Copy out the records word for word, starting at the line that contains "Return one point for each instance of the blue sky." and ending at the line that contains "Return one point for each instance of the man's", and give only those lines.

MATERIAL PROVIDED:
○ ○ ○ ○ ○

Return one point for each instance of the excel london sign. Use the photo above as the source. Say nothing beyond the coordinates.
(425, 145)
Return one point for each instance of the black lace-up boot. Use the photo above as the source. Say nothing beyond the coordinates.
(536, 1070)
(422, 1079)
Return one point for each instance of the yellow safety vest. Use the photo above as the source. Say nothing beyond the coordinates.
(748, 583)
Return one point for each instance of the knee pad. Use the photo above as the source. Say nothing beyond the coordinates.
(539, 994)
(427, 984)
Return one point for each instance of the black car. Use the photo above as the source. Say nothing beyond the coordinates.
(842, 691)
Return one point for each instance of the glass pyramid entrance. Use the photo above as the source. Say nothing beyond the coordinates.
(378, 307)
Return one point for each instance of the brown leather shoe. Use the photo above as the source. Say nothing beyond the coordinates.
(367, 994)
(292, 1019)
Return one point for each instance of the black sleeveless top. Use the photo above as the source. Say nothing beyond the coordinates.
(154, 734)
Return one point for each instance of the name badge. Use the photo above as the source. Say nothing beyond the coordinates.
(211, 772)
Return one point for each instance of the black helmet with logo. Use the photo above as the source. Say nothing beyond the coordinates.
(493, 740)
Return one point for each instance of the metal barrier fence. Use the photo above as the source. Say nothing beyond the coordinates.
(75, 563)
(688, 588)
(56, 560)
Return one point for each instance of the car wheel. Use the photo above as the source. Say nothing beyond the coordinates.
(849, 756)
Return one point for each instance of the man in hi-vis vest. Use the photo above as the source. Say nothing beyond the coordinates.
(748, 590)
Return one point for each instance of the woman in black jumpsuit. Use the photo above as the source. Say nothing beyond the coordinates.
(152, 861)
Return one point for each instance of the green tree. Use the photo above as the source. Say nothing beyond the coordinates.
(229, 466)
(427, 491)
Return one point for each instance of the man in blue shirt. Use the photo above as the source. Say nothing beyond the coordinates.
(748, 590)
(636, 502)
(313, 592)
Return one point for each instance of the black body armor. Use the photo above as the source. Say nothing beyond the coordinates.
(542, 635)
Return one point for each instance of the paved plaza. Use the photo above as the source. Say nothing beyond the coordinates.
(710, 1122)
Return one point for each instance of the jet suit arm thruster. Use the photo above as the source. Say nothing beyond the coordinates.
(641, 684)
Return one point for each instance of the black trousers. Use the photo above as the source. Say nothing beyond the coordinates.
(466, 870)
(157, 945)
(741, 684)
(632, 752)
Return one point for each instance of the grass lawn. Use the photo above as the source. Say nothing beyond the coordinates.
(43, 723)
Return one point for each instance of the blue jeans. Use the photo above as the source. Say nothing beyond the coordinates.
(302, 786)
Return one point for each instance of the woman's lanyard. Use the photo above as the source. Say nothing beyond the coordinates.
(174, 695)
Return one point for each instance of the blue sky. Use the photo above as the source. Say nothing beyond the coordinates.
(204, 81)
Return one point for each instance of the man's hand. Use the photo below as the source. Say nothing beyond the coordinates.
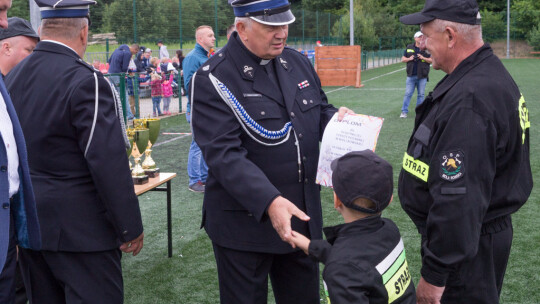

○ ○ ○ ○ ○

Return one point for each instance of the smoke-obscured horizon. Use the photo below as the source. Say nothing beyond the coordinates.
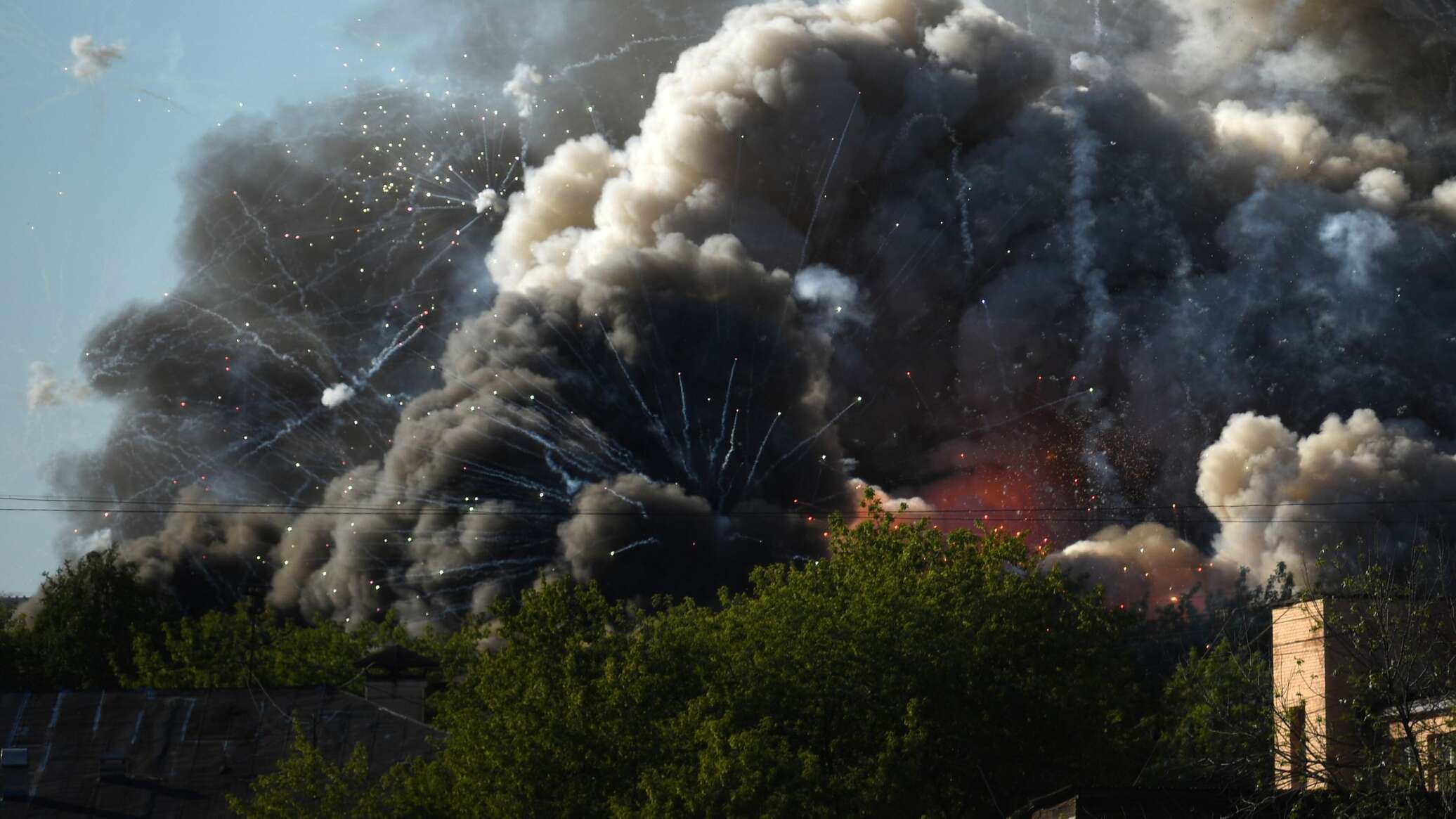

○ ○ ○ ○ ○

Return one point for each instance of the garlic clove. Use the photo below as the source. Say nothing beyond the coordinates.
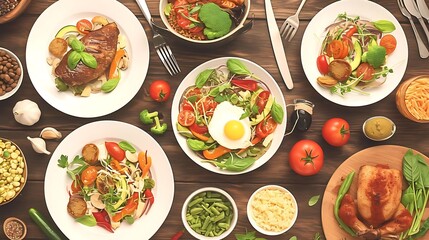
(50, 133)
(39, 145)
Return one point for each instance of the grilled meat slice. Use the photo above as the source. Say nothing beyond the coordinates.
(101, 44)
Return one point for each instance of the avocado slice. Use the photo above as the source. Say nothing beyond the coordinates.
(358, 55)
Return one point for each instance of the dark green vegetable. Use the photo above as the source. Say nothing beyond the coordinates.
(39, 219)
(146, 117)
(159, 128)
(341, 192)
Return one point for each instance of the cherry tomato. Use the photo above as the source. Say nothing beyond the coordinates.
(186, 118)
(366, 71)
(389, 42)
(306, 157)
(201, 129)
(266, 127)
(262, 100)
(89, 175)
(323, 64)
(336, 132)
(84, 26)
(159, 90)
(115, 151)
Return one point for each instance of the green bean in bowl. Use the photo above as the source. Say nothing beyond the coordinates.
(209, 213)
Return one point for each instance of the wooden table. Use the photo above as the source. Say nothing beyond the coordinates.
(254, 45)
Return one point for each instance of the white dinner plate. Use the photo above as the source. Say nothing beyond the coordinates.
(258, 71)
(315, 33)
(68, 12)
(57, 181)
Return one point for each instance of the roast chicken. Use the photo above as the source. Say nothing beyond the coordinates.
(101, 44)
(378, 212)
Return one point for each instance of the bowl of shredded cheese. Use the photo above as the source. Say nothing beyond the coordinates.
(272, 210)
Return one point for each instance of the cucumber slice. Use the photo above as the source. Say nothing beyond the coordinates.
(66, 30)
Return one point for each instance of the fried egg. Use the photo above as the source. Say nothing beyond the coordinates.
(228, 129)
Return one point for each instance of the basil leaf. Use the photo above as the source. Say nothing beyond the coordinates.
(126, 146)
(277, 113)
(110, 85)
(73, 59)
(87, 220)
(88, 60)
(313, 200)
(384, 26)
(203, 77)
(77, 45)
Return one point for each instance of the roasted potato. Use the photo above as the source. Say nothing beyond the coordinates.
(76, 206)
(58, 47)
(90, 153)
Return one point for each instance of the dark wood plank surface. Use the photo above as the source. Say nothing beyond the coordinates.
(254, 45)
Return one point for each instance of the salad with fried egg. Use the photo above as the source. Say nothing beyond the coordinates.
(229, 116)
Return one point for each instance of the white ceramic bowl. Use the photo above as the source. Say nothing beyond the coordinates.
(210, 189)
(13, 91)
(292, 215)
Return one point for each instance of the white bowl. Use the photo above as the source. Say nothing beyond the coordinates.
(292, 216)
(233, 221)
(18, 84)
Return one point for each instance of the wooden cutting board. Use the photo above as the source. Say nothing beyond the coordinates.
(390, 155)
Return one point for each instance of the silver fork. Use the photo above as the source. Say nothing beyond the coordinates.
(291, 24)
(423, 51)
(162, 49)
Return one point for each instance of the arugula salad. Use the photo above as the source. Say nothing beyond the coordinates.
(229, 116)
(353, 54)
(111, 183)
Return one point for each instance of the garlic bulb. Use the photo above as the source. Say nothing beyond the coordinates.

○ ○ ○ ○ ○

RESPONSE FOR THIS EXERCISE:
Return one point for each instance of the blue sky. Use the photo above as the source. Say nothing beyond the coordinates.
(204, 81)
Return one point for each instance of the man's hand. Use the photo below as the source. Say nothing beyond the coordinates.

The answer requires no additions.